- Task requirements
Copy out the lines of the listing below without any change, from the line containing "The scan above contains the green" through the line containing "[0,1,89,532]".
BEGIN Excerpted data
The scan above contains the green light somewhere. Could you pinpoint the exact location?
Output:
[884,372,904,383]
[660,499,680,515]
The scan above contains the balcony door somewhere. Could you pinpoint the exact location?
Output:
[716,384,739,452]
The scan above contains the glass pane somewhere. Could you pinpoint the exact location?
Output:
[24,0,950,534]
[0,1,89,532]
END Excerpted data
BEGIN Excerpted data
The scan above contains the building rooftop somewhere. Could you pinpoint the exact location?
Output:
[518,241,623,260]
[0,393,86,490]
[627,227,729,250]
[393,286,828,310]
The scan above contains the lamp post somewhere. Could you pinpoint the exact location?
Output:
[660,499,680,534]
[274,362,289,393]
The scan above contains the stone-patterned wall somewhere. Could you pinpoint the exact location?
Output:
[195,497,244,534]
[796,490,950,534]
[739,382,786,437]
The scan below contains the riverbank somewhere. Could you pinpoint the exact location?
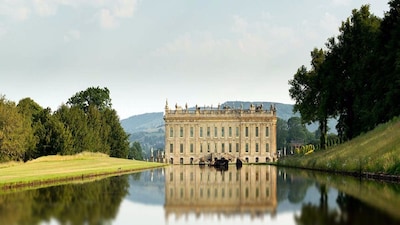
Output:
END Excerpted data
- Output below
The scan above contains the green light somewhere. Could you pinpoint the exact location?
Output:
[884,372,904,383]
[660,499,680,515]
The scan above contains the balcony door somewhere. Could you pinpoint the exact location?
Output:
[716,384,739,452]
The scan above contains the glass pane somewhere. Could you pinpoint the exact location?
Output:
[24,0,950,534]
[0,1,89,532]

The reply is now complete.